+++ Quoted text

According to Mrs. Hariprashad-Charles, at the time the Charles appointed the Bank as their attorney they owed the Bank approximately $300,000.00 in principal plus interest of $427,000.00. At the time of the agreement to sell to Mr. Joseph, the mortgage balance stood in the region of $450,000.00, a large percentage of which was interest. The Bank while authorized to sell the 2 Parcels was specifically required to obtain a current valuation and endeavor to obtain the best sale price taking into consideration the valuation.
Mrs. Hariprashad left Saint Lucia on 5th January 2005. Prior to her departure, due to the location of the family home, she was aware that the Bank had brought prospective purchasers to view the 2 Parcels.
Prior to leaving Saint Lucia Mrs. Hariprashad-Charles gave the Bank her contact details in the event that they needed any information from her. Sometime in early 2006, the Bank’s Mr. Michael B. Joseph telephoned her at the British Virgin Islands and told her that he believed that he had found a purchaser for the 2 Parcels. She could not recall whether she was told the price. She told him at the time that she had just come out from court and would be unable to consent to anything without first speaking to Mr. Charles. She asked for the offer to be put in writing and emailed to her. She never heard from the Bank’s Mr. Michael B. Joseph again. She concluded that like many of the other perspective purchasers, the offer had fallen by the wayside. She continued to hold the belief that the Bank would adhere to the terms and conditions of the power of attorney in regard to obtaining a current valuation of the 2 Parcels and the best sale price. According to Mrs. Hariprashad-Charles, at the time, the price of land particularly in a residential area like Vigie had escalated due to the impending World Cup Cricket Tournament.
Mrs. Hariprashad-Charles did not know the purchaser, Mr. Joseph. In or about early August 2006, she happened to be in Saint Lucia at the family home. She was enroute to attend a conference in Dominica. She was informed by some of her workmen who were cutting down trees and clearing her and that some unknown persons were around and they told her other things. While at the family home, she looked out and she saw a BMW motor car being driven by a person whom she identified as Mr. Horace Fraser enter her family property. In his motor car was a person unknown to her. She now believes that person to be Mr. Joseph. She inquired of Mr. Fraser why he was on her property and he said he was passing in the area. She never spoke to the unknown person. Mr. Fraser and the unknown person then left her premises.

++++++

Please give again the part of the property sale passage that opens with the words containing "According to Mrs. Hariprashad-Charles, at the time the" and closes with "consideration the valuation.", changing "valuation" to "appraisal".

+++ Records provided

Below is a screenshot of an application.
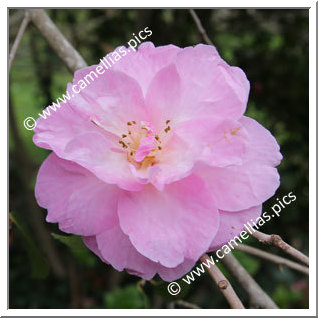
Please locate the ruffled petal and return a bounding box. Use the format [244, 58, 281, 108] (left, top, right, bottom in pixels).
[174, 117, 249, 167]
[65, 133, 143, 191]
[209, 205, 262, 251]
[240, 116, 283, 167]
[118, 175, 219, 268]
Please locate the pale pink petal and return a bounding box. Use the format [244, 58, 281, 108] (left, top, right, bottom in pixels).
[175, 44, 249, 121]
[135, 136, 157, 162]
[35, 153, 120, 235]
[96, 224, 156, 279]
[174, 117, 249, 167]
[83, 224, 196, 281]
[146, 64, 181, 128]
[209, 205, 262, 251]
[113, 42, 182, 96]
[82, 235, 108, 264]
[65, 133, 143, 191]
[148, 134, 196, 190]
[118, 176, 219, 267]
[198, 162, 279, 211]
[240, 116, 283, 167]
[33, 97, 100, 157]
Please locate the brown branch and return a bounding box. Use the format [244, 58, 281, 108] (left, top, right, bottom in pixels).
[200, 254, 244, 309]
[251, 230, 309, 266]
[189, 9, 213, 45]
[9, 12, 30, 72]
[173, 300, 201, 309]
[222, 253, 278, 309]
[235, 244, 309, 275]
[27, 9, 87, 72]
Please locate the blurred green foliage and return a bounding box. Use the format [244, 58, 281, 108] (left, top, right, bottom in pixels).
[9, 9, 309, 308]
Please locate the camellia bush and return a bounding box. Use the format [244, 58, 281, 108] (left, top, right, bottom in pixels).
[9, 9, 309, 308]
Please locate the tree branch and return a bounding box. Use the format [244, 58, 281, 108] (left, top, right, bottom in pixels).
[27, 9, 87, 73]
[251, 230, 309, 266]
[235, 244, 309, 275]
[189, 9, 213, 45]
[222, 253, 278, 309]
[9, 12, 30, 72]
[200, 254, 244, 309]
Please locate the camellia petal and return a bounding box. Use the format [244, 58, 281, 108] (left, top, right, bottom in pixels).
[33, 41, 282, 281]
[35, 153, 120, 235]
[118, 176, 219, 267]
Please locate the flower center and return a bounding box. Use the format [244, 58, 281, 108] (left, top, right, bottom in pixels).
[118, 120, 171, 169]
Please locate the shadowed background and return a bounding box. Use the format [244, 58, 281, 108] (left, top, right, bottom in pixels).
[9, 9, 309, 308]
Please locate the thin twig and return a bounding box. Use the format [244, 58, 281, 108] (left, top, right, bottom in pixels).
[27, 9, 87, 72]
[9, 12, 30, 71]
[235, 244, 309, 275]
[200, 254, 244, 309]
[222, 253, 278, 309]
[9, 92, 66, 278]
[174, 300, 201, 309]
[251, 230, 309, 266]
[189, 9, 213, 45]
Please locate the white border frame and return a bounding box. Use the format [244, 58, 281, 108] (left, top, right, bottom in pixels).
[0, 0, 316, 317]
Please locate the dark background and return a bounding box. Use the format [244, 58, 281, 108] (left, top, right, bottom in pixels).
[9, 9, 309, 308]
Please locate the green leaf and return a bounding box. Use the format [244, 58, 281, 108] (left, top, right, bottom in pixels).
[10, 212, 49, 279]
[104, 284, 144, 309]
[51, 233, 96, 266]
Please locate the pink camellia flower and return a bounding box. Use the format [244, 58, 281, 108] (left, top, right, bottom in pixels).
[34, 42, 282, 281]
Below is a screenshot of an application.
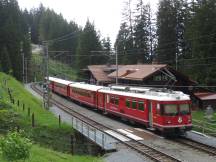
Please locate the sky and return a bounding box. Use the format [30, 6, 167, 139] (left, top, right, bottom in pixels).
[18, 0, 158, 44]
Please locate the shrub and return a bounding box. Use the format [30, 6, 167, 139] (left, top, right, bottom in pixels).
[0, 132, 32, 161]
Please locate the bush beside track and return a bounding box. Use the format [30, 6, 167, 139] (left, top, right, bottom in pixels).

++++++

The response =
According to Mrs. Hariprashad-Charles, at the time the Charles appointed the Bank as their attorney they owed the Bank approximately $300,000.00 in principal plus interest of $427,000.00. At the time of the agreement to sell to Mr. Joseph, the mortgage balance stood in the region of $450,000.00, a large percentage of which was interest. The Bank while authorized to sell the 2 Parcels was specifically required to obtain a current appraisal and endeavor to obtain the best sale price taking into consideration the appraisal.